**Problem statement:** Every line of the data is to be transcribed without error.

================================

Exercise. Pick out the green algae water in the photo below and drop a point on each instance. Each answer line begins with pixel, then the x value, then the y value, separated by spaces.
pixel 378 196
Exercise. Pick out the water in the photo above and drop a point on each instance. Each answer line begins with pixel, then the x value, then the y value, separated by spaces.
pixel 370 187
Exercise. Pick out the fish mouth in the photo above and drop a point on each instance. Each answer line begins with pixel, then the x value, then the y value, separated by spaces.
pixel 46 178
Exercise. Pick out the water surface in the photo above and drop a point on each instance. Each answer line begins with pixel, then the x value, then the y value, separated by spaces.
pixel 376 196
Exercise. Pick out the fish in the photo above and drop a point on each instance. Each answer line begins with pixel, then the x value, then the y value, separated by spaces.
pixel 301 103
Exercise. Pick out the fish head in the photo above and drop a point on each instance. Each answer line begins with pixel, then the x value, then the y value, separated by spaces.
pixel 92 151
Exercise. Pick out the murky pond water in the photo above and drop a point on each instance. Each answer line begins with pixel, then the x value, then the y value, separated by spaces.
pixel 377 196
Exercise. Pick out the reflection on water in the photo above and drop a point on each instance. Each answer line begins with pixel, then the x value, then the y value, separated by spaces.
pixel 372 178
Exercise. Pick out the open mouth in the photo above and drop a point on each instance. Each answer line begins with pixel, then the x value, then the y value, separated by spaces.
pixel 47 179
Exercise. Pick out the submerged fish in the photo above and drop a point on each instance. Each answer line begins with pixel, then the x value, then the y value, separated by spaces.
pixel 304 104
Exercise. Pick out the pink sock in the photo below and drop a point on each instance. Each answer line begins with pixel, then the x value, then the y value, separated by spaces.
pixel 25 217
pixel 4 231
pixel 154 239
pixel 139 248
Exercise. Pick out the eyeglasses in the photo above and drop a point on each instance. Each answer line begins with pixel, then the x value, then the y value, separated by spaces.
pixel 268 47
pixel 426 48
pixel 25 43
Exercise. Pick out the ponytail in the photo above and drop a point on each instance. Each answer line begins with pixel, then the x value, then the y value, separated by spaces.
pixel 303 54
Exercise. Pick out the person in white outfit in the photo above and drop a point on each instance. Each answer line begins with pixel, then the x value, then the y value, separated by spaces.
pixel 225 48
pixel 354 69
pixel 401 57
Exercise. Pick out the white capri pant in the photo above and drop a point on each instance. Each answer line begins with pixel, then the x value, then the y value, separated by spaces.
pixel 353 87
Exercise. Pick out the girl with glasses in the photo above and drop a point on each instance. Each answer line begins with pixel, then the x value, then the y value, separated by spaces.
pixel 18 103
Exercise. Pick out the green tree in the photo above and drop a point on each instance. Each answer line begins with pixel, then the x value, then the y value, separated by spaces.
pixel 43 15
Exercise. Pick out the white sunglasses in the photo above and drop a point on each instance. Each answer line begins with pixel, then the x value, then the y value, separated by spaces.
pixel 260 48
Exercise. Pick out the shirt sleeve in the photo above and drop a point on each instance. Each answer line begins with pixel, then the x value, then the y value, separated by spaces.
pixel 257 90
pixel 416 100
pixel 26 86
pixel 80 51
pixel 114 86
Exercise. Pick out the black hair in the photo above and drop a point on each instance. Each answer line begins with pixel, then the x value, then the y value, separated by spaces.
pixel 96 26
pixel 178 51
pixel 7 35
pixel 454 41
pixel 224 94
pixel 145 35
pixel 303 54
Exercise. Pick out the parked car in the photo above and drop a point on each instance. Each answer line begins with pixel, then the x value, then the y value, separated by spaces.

================================

**Expected answer:**
Exercise. Pick out the green algae water in the photo below and drop a point on each instance. Each answer line begins with pixel, then the x value, then the y value, separated by spaces.
pixel 378 196
Exercise. Pick out the water in the photo above and drop a point on each instance. Each answer line begins with pixel, then the x value, then the y value, separated by spaces.
pixel 370 187
Exercise. Pick out the fish mouth in the photo above and drop a point on each instance. Each answer line begins with pixel, then the x value, then the y value, separated by spaces.
pixel 46 178
Exercise. Pick out the water surface in the photo above and drop a point on each instance. Each answer line begins with pixel, then the x value, then the y value, separated by spaces.
pixel 376 196
Exercise. Pick out the fish in the photo above and drop a point on each instance. Each answer line begins with pixel, then the x value, then the y value, separated by spaces.
pixel 301 103
Exercise. Pick out the fish head in the photo above and drop a point on each instance. Each answer line begins with pixel, then the x value, then the y value, separated by spaces.
pixel 92 151
Exercise. Pick out the murky pond water in the photo above and drop a point on each instance. Each answer line begins with pixel, then the x value, then the y value, separated by spaces.
pixel 377 196
Exercise. Pick out the reflection on water in the photo above and drop a point on each instance. Each answer line begins with pixel, then the x value, then the y value, separated by spaces.
pixel 372 178
Exercise. Pick out the open mouth in the photo above and drop a point on each instance. Each answer line begins with pixel, then the x value, then the y value, separated by spaces.
pixel 47 179
Exercise. Pick out the submerged fish in the photo above and drop a point on each instance. Each answer line begins with pixel, then the x value, then the y value, separated by spaces.
pixel 304 104
Exercise. Pick out the pink sock in the photo below and drop a point on each instance. Each answer line begins with pixel, then the x value, then the y value, separated by spaces.
pixel 25 217
pixel 4 231
pixel 154 239
pixel 139 248
Exercise. Pick out the eyeglasses in the photo above and drop a point on each instance. Each answer line begins with pixel, then the x value, then the y value, separated by spaces.
pixel 268 47
pixel 426 48
pixel 25 43
Exercise. Pick out the ponytail in the photo above and drop a point on each instance. Each answer line begins with pixel, then the x value, then the y value, separated by spaces.
pixel 303 54
Exercise. Pick out the person in white outfit in the photo above and drop a point on each instance. Each answer line begins with pixel, then the x value, then the y value, separated by spaces.
pixel 225 48
pixel 354 69
pixel 401 57
Exercise. Pick out the white capri pant in the photo above and drop a point on each instance. Each answer line begins with pixel, then the x value, then the y value, separated by spaces.
pixel 353 87
Exercise. Pick out the girl with glasses in the photo above and drop a point on each instance. Each answer line begins with pixel, then the x value, then the y value, separated by spaces.
pixel 18 103
Exercise. Pick out the green tree in the photo above and drop a point on each instance. Each answer line begins with pixel, then the x value, then the y value, separated by spaces.
pixel 43 15
Exercise. Pick out the white sunglasses in the photo above and drop a point on each instance. Each answer line begins with pixel, then the x value, then the y value, separated by spaces.
pixel 260 48
Exercise. Pick out the shirt sleeve in the photo above and drop a point on each instance. Each answer line begins with pixel, then the x value, then the y value, separated by spaces.
pixel 257 90
pixel 416 100
pixel 26 86
pixel 80 51
pixel 114 86
Exercise. Pick out the black hair in the photo above and drop a point on each instance. Each answer line begins with pixel, then the x value, then the y value, separated by spaces.
pixel 96 26
pixel 178 51
pixel 7 35
pixel 454 41
pixel 224 94
pixel 145 35
pixel 303 54
Exercise. Pick out the parked car in the photo above and drop a point on each instance. Each answer line begins with pixel, then the x value, then the y value, separated by spaces.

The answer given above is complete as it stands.